[Natural-language object grounding data]
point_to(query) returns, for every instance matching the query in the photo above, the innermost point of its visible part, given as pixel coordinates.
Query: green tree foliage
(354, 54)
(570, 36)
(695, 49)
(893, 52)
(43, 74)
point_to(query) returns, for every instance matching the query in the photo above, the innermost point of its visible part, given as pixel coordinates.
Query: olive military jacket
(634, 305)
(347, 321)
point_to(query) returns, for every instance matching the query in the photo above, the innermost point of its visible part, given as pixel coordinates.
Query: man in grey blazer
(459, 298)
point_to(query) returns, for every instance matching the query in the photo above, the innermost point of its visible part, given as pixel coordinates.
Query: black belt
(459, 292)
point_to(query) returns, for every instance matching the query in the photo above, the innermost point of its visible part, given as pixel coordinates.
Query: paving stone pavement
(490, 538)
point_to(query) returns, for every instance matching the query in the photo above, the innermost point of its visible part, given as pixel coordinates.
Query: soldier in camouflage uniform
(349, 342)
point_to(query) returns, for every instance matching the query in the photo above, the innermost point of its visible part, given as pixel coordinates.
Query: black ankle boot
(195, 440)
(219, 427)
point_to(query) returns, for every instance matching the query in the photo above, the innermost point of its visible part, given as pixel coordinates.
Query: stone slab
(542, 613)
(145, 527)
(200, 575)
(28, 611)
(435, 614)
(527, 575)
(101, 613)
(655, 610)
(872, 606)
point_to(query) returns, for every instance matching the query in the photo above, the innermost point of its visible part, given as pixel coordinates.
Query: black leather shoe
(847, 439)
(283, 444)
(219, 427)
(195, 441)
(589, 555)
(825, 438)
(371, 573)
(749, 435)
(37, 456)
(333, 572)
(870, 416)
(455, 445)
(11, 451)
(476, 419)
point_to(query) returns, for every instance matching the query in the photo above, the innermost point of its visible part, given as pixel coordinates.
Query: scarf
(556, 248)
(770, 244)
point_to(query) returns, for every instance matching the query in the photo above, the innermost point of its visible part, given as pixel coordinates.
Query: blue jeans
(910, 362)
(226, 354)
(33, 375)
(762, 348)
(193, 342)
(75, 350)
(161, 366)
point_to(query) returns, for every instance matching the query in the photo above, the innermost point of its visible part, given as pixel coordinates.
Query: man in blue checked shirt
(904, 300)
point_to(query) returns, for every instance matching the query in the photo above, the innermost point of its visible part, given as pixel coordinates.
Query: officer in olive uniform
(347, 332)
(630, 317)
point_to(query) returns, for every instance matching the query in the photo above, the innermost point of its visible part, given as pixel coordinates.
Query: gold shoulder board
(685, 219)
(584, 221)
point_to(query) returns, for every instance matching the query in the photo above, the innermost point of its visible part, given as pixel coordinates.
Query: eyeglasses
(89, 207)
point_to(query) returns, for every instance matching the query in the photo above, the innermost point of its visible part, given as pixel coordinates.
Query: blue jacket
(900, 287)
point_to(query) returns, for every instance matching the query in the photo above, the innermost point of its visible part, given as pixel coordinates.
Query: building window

■ **Your task**: The complete set of entries is to be restated word for word.

■ **Answer area**:
point_to(query) returns, for every instance matching the query in the photo above, the innermost point of its visible part, given as pixel coordinates.
Query: green tree foliage
(354, 54)
(570, 36)
(695, 49)
(893, 52)
(43, 74)
point_to(query) returns, for every instance matching the query in the photo above, the innermost point of its visible part, given as pixel coordinates.
Query: olive military jacket
(634, 305)
(347, 321)
point_to(query) returns, for every instance matching the query in the photo above, the innermost point of its visible part, given as pixel coordinates.
Query: man in grey blazer
(459, 298)
point_to(query) returns, for every instance matching the query in the photo above, the innermost point of its visible part, given as pixel coordinates.
Query: black belt
(459, 292)
point_to(query) returns, for every instance matching the query in the photo above, the innermost point of its visible part, given as pixel coordinates.
Query: paving stone pavement
(490, 538)
point_to(query) returns, for every instance matching the query in the photo above, the innermost point of its visible part, given as pixel coordinates.
Query: soldier in camouflage uniform
(349, 342)
point_to(query) returns, for every instance matching the query in the photo above, the innermost point of its visible part, given as pixel coordinates.
Query: black ankle boot
(195, 440)
(219, 427)
point_to(query) returns, for every instance matching the query in the photo above, the innermost point of its visible part, given as pixel coordinates.
Query: stone slab
(542, 613)
(145, 527)
(200, 575)
(28, 611)
(435, 614)
(527, 575)
(101, 613)
(655, 610)
(872, 606)
point_to(query) returns, for every instance matching the query in the photo above, the innermost point of its visible part, given as pixel coordinates.
Query: black leather shoe
(847, 439)
(283, 444)
(219, 427)
(195, 441)
(589, 555)
(825, 438)
(371, 573)
(749, 435)
(37, 456)
(333, 572)
(870, 416)
(455, 445)
(11, 451)
(476, 419)
point_to(query) returns, for every instance matching the query in the photo above, the innermost point of its visible part, given as pixel coordinates.
Query: scarf
(556, 248)
(770, 244)
point_to(query) returns, for every instance matching the query in the photo above, the innermost point of its visible part, given as pixel coordinates.
Query: blue jeans
(910, 362)
(226, 354)
(33, 375)
(762, 348)
(193, 342)
(75, 350)
(161, 366)
point_to(query) returns, for every instance matching the query in the photo above, the innermost point of its visible part, given as pixel coordinates.
Query: man in blue checked shirt
(904, 300)
point_to(query) returns, for every instance matching the query in the photo above, the innermost point of its visible part, given as pixel coordinates.
Query: officer in olive uniform
(347, 332)
(630, 317)
point_to(query) returns, for every instance matching the query in the photo above, the innermost point of its visible part, given as pixel coordinates.
Query: gold shoulder board
(685, 219)
(584, 221)
point_to(query) returns, for every instance matching the query in the photo above, the innermost point of its visible part, given as pixel coordinates.
Query: eyeglasses
(89, 207)
point_to(query) returns, for every instance matching the query in the photo above, the innermost point of its visible part, given as pixel coordinates.
Query: blue jacket
(900, 287)
point_to(query) returns, for every instance matching the query in the photo above, the innermost point of its visible part, given as pixel coordinates.
Query: building window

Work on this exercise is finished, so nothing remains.